>> Begin Page excerpt
For instance, an example which comes to mind is the binomial coefficients, $$c(n,k) = \begin{cases} \hfil 1 \hfil & \text{if $(n,k)\in A_1$}\\ \hfil c(n-1,k-1) + c(n-1,k) & \text{otherwise}. \end{cases}$$ Here we have $A=\{(n,m)\in\mathbb N^2 : m\leqslant n\}$, and we are ordering it in the following way:

• for any $n\in\mathbb N$, $(n,0) \preccurlyeq a$ for all $a\in A$
• for any $n\in\mathbb N$, $(n,n) \preccurlyeq a$ for all $a\in A$
• for any $n,k,\ell\in\mathbb N$, $(n,k) \preccurlyeq (n+1,\ell)$.

This captures the natural order implicit in Pascal's triangle:

Note that $A_1$ contains precisely base cases, and then the rest of the sets are such that we can define $c(n,k)$ at the $A_k$th level using its values at the previous levels.

Another example is remainder upon division:

$$r(n,d) = \begin{cases} \hfil n \hfil & \text{if $0\leqslant n\leqslant d$}\\ r(n-d,d) & \text{if $n > d$}\\ r(n+d,d) & \text{if $n < 0$} \end{cases}$$

Here the set is $A=\mathbb Z\times \mathbb N$, and the order is

• $(n,d)\preccurlyeq a$ if $0\leqslant n\leqslant d$ for any $d$
• $(n,d)\preccurlyeq (x,y)$ if $|ny|\leqslant|xd|$.

If it is to be formulated similarly, I was thinking the theorem would look something like this:

Suppose $(A,\preccurlyeq)$ is a poset where $\preccurlyeq$ is well-founded, and $\{A_1, A_2,\dots\}$ is the partition of "minimal sets" induced by $\preccurlyeq$. Let $X$ be any set, let $x_a\in X$ for each $a\in A_1$, and let $g\colon A\times X^? \to X$ be a function. Then there exists a unique function $f\colon A\to X$ such that $$f(a) = \begin{cases} \hfil x_a\hfil & \text{if $a\in A_1$}\\ g(a, f(a_1),f(a_2),\dots) & \text{if $a\in A_k$ and $A_1\cup\cdots\cup A_{k-1} = \{a_1,a_2,\dots\},$} \end{cases}$$

i.e., the base cases are all for $a\in A_1$, and the inductive case is allowed to use the value of $f$ at any of the $a$ in the previous sets $A_1,\dots,A_{k-1}$. But this formulation doesn't feel as succinct as it could be, and also the arity of $g$ varies depending on which $A_k$ our $a$ lies in. It also doesn't feel like it captures cleanly the examples I had in mind; I can't clearly tell you what $g$ to take.
>> End Page excerpt
>> Begin Supplied material
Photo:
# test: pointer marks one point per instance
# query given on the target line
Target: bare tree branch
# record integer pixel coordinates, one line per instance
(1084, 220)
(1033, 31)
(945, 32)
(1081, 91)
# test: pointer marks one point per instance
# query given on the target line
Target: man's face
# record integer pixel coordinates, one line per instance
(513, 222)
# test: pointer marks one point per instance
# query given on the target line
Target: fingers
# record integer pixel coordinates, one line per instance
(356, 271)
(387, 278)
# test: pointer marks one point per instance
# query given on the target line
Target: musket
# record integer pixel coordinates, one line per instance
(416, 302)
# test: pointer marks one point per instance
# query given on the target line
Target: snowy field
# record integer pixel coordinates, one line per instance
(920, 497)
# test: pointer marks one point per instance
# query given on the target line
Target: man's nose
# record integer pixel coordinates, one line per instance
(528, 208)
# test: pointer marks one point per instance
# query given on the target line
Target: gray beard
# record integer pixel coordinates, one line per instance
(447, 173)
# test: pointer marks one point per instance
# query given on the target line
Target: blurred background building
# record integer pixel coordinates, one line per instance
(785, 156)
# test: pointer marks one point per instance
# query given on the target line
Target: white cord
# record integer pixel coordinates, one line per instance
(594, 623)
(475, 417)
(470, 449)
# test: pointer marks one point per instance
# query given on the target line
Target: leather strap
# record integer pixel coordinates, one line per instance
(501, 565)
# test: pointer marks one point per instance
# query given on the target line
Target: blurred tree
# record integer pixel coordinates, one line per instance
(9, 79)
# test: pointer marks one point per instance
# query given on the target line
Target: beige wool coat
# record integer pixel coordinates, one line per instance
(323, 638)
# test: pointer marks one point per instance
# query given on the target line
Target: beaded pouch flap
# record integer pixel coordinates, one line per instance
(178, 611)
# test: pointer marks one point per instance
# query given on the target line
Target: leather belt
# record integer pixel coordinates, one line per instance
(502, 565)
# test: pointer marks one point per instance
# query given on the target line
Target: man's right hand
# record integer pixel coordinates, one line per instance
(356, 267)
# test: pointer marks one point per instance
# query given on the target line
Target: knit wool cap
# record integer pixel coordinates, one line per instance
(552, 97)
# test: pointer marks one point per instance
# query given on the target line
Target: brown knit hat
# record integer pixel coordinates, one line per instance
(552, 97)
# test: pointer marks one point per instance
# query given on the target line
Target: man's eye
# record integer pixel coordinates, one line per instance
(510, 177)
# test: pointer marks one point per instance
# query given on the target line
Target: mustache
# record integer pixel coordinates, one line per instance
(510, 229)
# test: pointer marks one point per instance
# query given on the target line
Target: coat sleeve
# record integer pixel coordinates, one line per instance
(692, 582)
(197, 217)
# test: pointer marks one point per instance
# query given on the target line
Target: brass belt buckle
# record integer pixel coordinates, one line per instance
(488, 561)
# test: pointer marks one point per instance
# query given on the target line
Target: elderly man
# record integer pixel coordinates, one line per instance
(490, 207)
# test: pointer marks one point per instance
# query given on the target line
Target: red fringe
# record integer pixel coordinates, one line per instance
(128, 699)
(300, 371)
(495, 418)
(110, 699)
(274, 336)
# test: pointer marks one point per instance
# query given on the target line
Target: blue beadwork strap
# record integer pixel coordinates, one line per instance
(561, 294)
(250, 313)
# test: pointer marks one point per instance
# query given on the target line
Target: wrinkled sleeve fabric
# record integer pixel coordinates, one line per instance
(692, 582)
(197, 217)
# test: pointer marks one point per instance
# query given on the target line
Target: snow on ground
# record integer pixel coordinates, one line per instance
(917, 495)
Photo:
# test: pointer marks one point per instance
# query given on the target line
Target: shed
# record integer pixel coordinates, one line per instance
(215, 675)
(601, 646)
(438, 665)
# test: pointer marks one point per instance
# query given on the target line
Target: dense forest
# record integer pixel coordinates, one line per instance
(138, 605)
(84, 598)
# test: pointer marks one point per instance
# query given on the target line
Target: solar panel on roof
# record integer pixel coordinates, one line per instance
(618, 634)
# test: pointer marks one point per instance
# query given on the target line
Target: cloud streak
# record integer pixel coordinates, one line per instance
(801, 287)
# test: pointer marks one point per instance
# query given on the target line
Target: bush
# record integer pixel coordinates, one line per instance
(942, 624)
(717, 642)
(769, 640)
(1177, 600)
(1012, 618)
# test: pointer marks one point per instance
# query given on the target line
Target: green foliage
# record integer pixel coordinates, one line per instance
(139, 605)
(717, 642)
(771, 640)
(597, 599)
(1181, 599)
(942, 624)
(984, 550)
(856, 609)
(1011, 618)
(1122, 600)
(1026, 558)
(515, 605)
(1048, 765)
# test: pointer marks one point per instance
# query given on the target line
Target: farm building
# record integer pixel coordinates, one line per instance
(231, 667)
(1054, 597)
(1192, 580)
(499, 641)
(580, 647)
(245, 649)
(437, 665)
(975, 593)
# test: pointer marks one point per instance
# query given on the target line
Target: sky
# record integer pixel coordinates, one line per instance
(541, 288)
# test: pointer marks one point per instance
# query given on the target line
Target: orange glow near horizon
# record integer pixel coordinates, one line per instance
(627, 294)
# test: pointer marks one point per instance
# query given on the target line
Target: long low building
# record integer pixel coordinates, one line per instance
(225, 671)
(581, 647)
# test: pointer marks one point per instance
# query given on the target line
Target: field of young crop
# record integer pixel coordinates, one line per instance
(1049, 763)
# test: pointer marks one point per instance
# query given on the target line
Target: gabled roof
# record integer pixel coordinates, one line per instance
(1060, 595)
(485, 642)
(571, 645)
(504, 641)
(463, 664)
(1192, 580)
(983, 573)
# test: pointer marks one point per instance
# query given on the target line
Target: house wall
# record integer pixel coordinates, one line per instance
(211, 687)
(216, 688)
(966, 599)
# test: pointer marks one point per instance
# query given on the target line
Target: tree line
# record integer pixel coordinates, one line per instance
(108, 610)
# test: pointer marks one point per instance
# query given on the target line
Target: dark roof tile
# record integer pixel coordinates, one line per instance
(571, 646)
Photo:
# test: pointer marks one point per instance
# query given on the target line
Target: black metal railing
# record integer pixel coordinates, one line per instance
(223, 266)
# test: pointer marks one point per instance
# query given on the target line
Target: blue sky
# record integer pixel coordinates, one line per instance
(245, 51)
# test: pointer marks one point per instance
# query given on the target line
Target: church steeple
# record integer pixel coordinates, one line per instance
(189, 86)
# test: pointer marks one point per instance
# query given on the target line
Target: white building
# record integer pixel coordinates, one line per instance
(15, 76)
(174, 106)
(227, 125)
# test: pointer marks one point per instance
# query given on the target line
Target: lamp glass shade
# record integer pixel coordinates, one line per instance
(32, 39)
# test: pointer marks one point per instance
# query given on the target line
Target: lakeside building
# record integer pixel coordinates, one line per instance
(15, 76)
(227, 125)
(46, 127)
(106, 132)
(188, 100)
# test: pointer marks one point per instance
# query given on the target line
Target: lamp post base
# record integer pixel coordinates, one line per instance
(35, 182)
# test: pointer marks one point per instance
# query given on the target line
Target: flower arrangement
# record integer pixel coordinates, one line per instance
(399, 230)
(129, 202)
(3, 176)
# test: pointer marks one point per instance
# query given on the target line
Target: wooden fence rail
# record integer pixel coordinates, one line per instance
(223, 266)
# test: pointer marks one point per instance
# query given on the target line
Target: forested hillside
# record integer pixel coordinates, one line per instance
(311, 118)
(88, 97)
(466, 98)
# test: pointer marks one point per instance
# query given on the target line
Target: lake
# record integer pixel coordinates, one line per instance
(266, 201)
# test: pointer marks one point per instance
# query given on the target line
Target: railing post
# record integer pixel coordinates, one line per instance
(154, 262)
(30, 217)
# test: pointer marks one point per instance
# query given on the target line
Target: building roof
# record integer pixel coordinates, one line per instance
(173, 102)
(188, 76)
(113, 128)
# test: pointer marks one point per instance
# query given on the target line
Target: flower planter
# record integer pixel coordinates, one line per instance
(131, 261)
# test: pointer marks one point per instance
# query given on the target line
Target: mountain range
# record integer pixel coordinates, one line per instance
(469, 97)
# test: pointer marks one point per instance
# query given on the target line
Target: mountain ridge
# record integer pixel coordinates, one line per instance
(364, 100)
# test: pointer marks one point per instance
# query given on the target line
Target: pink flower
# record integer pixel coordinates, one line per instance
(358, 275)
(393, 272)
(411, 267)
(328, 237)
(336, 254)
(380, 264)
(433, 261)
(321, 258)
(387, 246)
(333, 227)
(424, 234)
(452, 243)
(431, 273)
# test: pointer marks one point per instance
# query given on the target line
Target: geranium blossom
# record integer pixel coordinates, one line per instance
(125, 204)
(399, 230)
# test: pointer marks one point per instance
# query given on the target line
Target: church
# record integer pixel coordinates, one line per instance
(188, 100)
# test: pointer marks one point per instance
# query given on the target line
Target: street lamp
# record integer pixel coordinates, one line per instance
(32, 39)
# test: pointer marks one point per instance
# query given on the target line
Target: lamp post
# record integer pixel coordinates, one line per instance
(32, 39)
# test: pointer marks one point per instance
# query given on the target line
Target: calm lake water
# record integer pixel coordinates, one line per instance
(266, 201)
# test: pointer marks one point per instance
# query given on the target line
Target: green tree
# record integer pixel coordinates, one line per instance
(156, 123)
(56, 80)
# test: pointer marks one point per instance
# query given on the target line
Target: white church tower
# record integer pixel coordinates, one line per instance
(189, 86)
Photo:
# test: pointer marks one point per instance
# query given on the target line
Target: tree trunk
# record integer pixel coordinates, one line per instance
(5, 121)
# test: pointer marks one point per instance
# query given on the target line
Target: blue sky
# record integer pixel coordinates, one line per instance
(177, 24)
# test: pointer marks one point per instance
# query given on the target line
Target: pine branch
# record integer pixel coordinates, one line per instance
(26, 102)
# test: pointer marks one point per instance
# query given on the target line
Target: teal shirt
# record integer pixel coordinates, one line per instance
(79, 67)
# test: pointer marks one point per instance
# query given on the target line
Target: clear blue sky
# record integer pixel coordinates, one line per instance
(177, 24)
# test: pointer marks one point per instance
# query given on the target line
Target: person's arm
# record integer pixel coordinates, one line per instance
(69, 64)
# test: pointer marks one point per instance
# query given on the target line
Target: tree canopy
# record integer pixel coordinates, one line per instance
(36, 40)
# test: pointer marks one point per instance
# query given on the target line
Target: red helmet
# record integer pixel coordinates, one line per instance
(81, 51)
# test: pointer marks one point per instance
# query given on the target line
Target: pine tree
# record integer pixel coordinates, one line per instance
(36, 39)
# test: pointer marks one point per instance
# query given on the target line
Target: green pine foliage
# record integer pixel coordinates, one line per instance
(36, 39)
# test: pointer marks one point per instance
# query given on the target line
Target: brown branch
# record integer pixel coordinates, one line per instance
>> End Supplied material
**Task list**
• a. Which rows above contain the word "strap"? Copy each one.
• b. Extend the passage on well-founded recursion, starting after its last sentence.

**Per-task answers**
• a.
Target: leather strap
Target: blue beadwork strap

• b.
I appreciate any help with formulating this theorem. I want to have a general theorem which justifies "definition by recursion" for any well-founded poset.

Answer 1

There is no need to get a total order associated to your partial order to make sense of recursion. Indeed, you don't even need to have a partial order! Here is a simple way to formulate recursion with respect to any well-founded relation.

Theorem: Let $X$ be a set and let $<$ be a well-founded relation on $X$ (i.e., for any nonempty subset $A\subseteq X$, there exists $a\in A$ such that $b\not< a$ for all $b\in A$). Let $F:X\times V\to V$ be any (class) function. Then there exists a unique function $f$ on $X$ such that for each $x\in X$, $f(x)=F(x,f|_{I(x)})$ where $I(x)=\{y\in X:y<x\}$.

In other words, if you have a rule for defining $f(x)$ given $x$ and the values of $f(y)$ for all $y<x$, then this defines a unique function on all of $X$. For instance, you can use this on Pascal's triangle with $X=\{(a,b)\in\mathbb{N}^2:b\leq a\}$ where you say $(a,b)<(c,d)$ iff $c=a+1$ and $d$ is either $b$ or $b+1$ (i.e., $(a,b)$ is one of the two spots above $(c,d)$ in the triangle). The rule $F$ would then be to define $f(0,0)=1$, and otherwise define $f(c,d)$ to be the sum of all the values $f(a,b)$ such that $(a,b)<(c,d)$.

Proof of Theorem: Say that a subset $I\subseteq X$ is an initial segment if $x\in I$ and $y<x$ implies $y\in I$. Note that if $I$ is an initial segment of $X$, then there exists at most one function $f$ on $I$ satisfying $f(x)=F(x,f|_{I(x)})$ for each $x\in I$ (given two such functions, by well-foundedness there is a minimal element on which they disagree, which then gives a contradiction). Call such a function good. Now let $S$ be the set of all such good functions defined on initial segments of $X$ (this is a set by Replacement), and let $f=\bigcup S$. Note that if $g,h\in S$ then $g$ and $h$ agree on $\operatorname{dom}(g)\cap\operatorname{dom}(h)$ since there is at most one good function on that set, and so $f$ is a function. The domain of $f$ is an initial segment of $X$ (since it is a union of initial segments), and $f$ is good since if $x\in\operatorname{dom}(f)$, there is some $g\in S$ such that $x\in\operatorname{dom}(g)$ and then $f$ and $g$ agree on $I(x)$ and also on $x$.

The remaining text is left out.